PROBLEM TO SOLVE: Will you restate verbatim the lines running from the line with "Could you indicate the palm" to the end of the data, leaving out everything else?

GIVEN ENTRIES:
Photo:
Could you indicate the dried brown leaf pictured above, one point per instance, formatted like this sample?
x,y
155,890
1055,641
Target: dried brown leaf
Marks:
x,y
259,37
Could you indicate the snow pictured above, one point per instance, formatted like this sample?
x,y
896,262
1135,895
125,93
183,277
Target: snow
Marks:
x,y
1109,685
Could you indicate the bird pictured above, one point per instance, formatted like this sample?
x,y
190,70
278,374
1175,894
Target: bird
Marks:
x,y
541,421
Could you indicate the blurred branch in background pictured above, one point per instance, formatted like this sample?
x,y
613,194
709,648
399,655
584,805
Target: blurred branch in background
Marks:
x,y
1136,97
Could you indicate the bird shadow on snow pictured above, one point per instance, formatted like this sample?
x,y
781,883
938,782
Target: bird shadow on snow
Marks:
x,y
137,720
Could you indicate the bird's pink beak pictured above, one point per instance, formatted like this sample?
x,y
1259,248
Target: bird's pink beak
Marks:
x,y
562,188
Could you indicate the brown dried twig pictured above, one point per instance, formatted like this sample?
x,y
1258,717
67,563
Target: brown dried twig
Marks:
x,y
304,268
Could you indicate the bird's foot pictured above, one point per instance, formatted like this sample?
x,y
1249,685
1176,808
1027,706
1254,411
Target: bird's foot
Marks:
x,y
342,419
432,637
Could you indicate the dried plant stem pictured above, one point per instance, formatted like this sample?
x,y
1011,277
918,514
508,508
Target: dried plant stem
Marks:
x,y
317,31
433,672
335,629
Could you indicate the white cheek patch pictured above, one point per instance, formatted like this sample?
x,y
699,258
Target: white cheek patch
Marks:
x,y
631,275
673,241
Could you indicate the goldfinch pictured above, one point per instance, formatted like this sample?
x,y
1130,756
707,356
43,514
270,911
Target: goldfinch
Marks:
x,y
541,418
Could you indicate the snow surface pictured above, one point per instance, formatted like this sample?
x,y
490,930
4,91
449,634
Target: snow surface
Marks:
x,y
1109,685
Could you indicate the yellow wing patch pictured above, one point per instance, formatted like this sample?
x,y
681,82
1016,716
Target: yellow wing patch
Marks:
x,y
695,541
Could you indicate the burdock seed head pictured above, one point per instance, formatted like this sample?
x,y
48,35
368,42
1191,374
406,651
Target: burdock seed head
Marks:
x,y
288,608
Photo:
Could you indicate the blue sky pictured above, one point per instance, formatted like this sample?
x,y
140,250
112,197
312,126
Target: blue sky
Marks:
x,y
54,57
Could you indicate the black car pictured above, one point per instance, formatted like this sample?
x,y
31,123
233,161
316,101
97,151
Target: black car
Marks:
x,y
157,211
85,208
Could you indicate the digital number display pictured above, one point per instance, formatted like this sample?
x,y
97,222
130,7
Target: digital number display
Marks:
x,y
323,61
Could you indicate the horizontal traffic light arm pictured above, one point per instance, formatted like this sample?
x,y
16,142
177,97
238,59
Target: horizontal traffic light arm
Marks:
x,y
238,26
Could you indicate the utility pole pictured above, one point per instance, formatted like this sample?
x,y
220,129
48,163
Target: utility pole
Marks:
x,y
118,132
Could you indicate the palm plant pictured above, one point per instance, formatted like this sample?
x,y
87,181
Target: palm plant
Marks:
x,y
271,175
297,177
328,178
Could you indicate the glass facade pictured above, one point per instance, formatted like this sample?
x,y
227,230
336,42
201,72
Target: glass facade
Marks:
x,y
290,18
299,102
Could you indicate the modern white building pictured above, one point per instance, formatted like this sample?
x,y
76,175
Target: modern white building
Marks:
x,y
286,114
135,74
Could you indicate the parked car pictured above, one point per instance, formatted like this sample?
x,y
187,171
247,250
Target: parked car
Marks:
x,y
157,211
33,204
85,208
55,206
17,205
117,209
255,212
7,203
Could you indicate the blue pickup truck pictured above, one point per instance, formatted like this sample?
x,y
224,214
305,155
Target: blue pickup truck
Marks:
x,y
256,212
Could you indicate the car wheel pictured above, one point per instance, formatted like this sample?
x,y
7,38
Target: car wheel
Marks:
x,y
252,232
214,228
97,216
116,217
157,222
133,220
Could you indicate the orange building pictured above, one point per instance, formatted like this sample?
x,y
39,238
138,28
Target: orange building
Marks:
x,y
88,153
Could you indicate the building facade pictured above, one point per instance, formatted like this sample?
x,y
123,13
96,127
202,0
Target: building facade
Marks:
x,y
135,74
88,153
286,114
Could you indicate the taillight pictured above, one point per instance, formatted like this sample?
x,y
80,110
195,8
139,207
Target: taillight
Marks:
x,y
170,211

ANSWER TO THIS PROBLEM:
Could you indicate the palm plant pictured above, one point per instance, formatted like this sample?
x,y
87,181
Target: palm plant
Marks:
x,y
271,175
297,177
328,178
Could you indicate the glass facade pictured above, one point per instance, formatted like this sample?
x,y
227,230
336,42
201,72
Target: glass facade
Marks:
x,y
290,18
299,102
Could you indicate the modern white building pictured above, one point per instance, formatted like this sample?
x,y
76,175
Target: modern white building
Marks:
x,y
286,114
135,74
Could you indicate the parked car pictured above, one point per instance, formatted like this sample?
x,y
187,171
247,250
Target: parked car
Marks:
x,y
157,211
33,204
85,208
55,206
17,205
117,209
255,212
7,203
Could you indicate the blue pickup truck pictured above, one point per instance, formatted like this sample?
x,y
224,214
305,155
Target: blue pickup truck
Marks:
x,y
256,212
Could you indicate the car wheel pictured above, one point per instance, formatted like this sample?
x,y
7,38
Target: car wheel
Marks:
x,y
252,232
214,228
97,216
116,217
157,222
133,220
Could you indicate the orange building pictured above, one point per instance, formatted like this sample?
x,y
39,238
138,28
Target: orange building
Marks:
x,y
88,153
Could you indicate the building facade pictured above, one point per instance, formatted like this sample?
x,y
123,13
96,127
202,0
Target: building facade
Marks:
x,y
135,74
88,153
286,114
Could you indicate the taillight pictured above, one point per instance, formatted like this sample?
x,y
80,110
195,8
139,207
Target: taillight
Marks:
x,y
170,211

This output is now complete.